■ **WORK TO DO**:
Please pick out every line of the material below that contains the word "dark" and copy each of those lines in full.
○ ○ ○ ○ ○
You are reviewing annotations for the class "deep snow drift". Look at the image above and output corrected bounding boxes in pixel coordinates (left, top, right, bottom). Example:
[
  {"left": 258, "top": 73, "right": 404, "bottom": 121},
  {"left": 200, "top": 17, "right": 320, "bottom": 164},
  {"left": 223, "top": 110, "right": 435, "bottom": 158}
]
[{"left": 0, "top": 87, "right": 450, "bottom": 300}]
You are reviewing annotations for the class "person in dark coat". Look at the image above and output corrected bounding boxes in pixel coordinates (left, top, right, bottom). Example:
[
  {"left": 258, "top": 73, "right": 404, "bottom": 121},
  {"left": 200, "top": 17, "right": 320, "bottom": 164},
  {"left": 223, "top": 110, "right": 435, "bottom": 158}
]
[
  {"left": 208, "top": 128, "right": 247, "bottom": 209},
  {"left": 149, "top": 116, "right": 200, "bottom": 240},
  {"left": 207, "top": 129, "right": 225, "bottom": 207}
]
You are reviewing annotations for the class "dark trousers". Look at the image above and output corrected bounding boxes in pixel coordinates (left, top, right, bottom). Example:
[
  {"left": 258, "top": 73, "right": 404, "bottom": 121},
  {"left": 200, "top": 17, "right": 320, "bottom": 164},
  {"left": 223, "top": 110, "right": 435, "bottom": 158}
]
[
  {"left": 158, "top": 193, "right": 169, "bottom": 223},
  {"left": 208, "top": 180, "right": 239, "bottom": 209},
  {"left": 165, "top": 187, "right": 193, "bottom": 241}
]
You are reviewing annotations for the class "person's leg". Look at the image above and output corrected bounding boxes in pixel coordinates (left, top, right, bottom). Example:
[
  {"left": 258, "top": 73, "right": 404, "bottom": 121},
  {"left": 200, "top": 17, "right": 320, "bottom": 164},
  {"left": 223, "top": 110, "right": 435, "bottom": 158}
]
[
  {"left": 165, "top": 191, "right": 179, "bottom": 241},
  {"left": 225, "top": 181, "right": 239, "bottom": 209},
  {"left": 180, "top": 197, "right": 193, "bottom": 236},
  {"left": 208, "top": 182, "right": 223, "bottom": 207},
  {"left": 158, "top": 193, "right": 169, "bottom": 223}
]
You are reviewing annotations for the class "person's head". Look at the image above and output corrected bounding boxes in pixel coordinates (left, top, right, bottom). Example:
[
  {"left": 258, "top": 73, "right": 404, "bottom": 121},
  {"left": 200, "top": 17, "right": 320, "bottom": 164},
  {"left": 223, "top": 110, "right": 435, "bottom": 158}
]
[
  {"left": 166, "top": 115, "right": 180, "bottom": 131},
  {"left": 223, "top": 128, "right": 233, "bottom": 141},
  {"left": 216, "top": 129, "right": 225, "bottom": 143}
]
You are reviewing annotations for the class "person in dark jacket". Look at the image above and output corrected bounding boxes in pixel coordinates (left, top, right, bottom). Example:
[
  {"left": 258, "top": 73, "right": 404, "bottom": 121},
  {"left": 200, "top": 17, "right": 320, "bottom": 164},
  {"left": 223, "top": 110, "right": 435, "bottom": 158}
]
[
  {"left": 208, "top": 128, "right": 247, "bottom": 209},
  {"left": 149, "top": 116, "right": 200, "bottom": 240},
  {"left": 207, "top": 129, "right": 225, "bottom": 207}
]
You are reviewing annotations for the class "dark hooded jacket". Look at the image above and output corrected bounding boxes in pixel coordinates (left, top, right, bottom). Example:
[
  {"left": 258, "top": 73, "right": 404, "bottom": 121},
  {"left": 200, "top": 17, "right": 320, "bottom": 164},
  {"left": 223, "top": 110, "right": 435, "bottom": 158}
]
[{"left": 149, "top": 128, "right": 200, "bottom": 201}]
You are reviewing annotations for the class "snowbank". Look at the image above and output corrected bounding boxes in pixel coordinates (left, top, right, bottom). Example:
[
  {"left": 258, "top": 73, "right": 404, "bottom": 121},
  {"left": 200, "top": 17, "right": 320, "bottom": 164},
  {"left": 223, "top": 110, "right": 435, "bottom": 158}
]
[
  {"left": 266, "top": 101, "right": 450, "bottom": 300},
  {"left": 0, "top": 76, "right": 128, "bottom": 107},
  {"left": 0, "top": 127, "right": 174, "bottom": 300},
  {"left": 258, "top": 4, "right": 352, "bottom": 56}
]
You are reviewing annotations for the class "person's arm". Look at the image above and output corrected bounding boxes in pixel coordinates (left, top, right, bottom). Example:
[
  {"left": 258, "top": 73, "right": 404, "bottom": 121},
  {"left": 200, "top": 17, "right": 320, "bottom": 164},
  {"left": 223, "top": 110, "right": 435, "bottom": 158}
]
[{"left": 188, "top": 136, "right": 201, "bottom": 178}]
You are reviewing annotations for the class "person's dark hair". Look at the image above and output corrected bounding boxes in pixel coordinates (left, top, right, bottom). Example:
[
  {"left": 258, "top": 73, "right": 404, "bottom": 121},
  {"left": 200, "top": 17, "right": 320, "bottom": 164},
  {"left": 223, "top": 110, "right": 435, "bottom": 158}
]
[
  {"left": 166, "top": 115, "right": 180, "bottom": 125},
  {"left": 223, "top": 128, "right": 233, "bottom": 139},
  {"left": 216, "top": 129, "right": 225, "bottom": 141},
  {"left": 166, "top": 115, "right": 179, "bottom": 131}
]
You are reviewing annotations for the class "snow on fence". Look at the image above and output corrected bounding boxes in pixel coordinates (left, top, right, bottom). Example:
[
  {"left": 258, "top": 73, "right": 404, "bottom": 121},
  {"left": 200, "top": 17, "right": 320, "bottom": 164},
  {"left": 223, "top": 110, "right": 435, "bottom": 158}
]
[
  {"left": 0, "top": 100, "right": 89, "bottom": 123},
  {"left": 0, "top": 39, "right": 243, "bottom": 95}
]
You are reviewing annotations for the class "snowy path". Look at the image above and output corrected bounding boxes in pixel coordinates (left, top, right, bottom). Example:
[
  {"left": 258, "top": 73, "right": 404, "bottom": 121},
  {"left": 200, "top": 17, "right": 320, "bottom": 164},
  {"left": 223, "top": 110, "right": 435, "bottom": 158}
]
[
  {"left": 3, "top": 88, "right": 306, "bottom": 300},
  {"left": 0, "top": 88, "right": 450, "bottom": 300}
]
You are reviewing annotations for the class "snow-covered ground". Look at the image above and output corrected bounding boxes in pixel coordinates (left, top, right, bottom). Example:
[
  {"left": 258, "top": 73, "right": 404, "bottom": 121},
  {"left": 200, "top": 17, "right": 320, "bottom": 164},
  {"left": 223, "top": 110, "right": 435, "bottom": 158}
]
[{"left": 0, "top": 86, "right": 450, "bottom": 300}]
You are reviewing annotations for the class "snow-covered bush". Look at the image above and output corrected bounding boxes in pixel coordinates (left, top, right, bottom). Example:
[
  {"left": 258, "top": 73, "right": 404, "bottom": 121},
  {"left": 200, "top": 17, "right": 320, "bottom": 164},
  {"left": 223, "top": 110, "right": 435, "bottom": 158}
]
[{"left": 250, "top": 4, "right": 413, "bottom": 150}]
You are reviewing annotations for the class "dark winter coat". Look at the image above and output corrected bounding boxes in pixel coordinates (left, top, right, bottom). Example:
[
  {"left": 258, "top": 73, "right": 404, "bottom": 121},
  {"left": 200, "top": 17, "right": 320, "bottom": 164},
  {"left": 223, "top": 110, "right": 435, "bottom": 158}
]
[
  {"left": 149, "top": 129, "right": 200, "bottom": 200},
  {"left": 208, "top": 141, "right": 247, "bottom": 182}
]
○ ○ ○ ○ ○
■ **TASK OUTPUT**:
You are reviewing annotations for the class "person in dark coat". Look at the image above and output corrected bounding boxes in pixel coordinates (left, top, right, bottom). Example:
You are reviewing annotations for the class "dark trousers". Look at the image above and output corrected bounding boxes in pixel coordinates (left, top, right, bottom). Example:
You are reviewing annotations for the class "person in dark jacket". Look at the image above and output corrected bounding boxes in pixel coordinates (left, top, right, bottom). Example:
You are reviewing annotations for the class "dark hooded jacket". Look at the image above and output corrected bounding boxes in pixel coordinates (left, top, right, bottom). Example:
You are reviewing annotations for the class "person's dark hair". Look at the image above and output corrected bounding boxes in pixel coordinates (left, top, right, bottom). Example:
You are reviewing annotations for the class "dark winter coat". Look at the image above and output corrected bounding boxes in pixel coordinates (left, top, right, bottom). Example:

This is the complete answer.